North-South Rail Link Diagram

In my post about large-diameter TBMs, I proposed using them to bore Boston’s North-South Rail Link. Like the official plan, this calls for two pairs of tracks, one feeding Back Bay and thence the Providence and Worcester Line and the other feeding the Fairmount and Old Colony Lines. Since there are three sites for stations – South Station, Aquarium (for the Blue Line connection and the north end of the downtown office cluster), and North Station – this calls for a design in which the middle station has right-way cross-platform transfers, and the two end stations have wrong-way cross-platform transfers. Here’s a diagram, consisting of half this arrangement. Top end denotes either North Station or South Station, bottom end denotes Aquarium.

The assumed bore diameter is 12 meters, which corresponds to 1 meter = 16 pixels. The dashed lines are galleries punched at regular intervals into the two bores, connecting the platforms at stations. The assumed operating speed is 90 km/h; this requires a curve radius somewhat higher than 300 meters, about the lowest that can be achieved beneath the Central Artery, assuming no underground surprises.

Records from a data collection
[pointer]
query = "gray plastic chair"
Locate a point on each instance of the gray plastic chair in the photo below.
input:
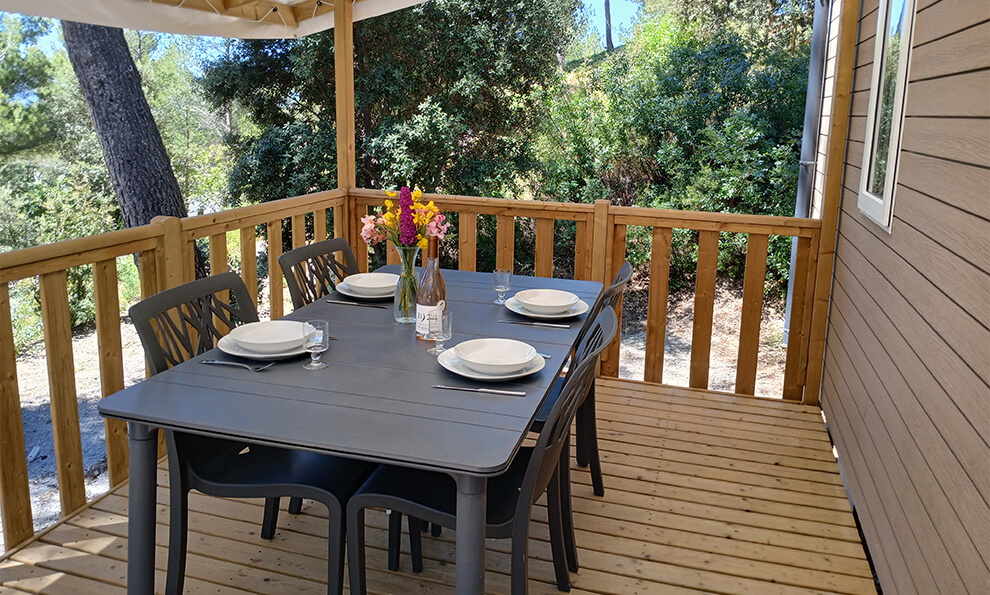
(312, 271)
(180, 323)
(432, 496)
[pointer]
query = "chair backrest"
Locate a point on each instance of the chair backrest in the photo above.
(546, 452)
(608, 298)
(312, 271)
(185, 321)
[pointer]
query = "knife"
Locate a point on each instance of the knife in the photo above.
(492, 391)
(343, 303)
(544, 324)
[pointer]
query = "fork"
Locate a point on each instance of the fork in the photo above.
(221, 362)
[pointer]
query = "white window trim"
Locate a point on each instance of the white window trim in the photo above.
(880, 209)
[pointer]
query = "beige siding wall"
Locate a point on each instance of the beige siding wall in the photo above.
(906, 387)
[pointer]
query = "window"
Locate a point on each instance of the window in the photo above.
(895, 23)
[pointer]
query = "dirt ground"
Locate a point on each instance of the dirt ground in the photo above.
(33, 380)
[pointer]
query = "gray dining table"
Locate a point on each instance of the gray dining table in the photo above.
(374, 402)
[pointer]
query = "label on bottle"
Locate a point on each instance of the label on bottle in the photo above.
(425, 317)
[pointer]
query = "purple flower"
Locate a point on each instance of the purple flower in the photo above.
(407, 228)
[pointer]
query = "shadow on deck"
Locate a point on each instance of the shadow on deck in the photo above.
(705, 492)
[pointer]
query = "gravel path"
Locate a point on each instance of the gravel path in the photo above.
(33, 381)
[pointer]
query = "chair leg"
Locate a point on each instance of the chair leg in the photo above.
(520, 556)
(270, 521)
(394, 536)
(591, 436)
(355, 551)
(295, 505)
(335, 554)
(415, 543)
(581, 442)
(566, 511)
(557, 533)
(177, 535)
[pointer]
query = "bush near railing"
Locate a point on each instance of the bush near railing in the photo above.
(527, 229)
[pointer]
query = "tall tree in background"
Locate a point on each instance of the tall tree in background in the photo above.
(608, 28)
(140, 170)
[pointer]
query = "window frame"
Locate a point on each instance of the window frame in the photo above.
(880, 209)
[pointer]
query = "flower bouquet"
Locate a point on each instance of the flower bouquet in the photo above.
(407, 225)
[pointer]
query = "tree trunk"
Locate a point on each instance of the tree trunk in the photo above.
(608, 29)
(139, 167)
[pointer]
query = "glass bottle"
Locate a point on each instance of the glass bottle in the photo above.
(432, 290)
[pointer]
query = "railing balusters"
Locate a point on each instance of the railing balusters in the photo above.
(617, 256)
(467, 241)
(505, 242)
(62, 385)
(704, 308)
(15, 495)
(319, 225)
(796, 336)
(656, 317)
(111, 362)
(249, 260)
(544, 247)
(218, 265)
(752, 313)
(274, 272)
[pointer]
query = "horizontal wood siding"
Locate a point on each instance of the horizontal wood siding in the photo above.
(906, 387)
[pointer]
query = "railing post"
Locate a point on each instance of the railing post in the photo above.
(599, 250)
(170, 260)
(15, 496)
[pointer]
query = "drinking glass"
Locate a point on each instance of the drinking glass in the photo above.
(440, 329)
(317, 341)
(502, 281)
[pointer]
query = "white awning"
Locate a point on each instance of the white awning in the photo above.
(222, 18)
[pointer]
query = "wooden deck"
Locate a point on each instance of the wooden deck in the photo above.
(705, 492)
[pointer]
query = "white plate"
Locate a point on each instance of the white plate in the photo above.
(343, 289)
(274, 336)
(372, 284)
(546, 301)
(230, 347)
(495, 356)
(449, 360)
(576, 310)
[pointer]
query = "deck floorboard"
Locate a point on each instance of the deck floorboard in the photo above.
(705, 492)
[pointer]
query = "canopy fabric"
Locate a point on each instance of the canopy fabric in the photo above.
(222, 18)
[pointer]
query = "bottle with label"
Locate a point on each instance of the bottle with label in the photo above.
(432, 290)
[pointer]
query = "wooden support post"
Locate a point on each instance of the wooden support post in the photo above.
(111, 362)
(62, 386)
(656, 318)
(754, 285)
(467, 241)
(832, 201)
(15, 495)
(249, 261)
(544, 247)
(343, 39)
(505, 242)
(274, 272)
(599, 238)
(704, 309)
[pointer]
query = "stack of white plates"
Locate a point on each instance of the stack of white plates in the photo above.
(369, 286)
(492, 359)
(546, 303)
(265, 340)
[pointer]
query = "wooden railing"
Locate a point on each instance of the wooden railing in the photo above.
(166, 251)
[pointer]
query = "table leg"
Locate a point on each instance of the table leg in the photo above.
(143, 442)
(470, 557)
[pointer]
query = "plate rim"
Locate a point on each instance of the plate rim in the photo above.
(530, 314)
(540, 364)
(225, 341)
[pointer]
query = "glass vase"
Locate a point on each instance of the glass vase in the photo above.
(405, 289)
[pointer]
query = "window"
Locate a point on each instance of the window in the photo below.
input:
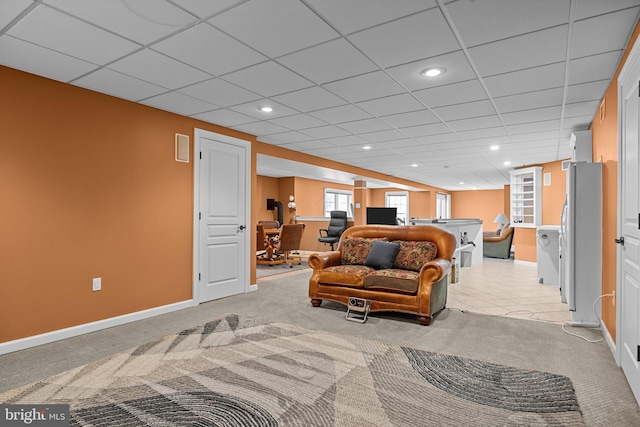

> Task: Write out the North-South Rail Link passage above word for word, from "North-South Rail Link Diagram" up to and including "end denotes Aquarium.".

> Final result:
North-South Rail Link Diagram

In my post about large-diameter TBMs, I proposed using them to bore Boston’s North-South Rail Link. Like the official plan, this calls for two pairs of tracks, one feeding Back Bay and thence the Providence and Worcester Line and the other feeding the Fairmount and Old Colony Lines. Since there are three sites for stations – South Station, Aquarium (for the Blue Line connection and the north end of the downtown office cluster), and North Station – this calls for a design in which the middle station has right-way cross-platform transfers, and the two end stations have wrong-way cross-platform transfers. Here’s a diagram, consisting of half this arrangement. Top end denotes either North Station or South Station, bottom end denotes Aquarium.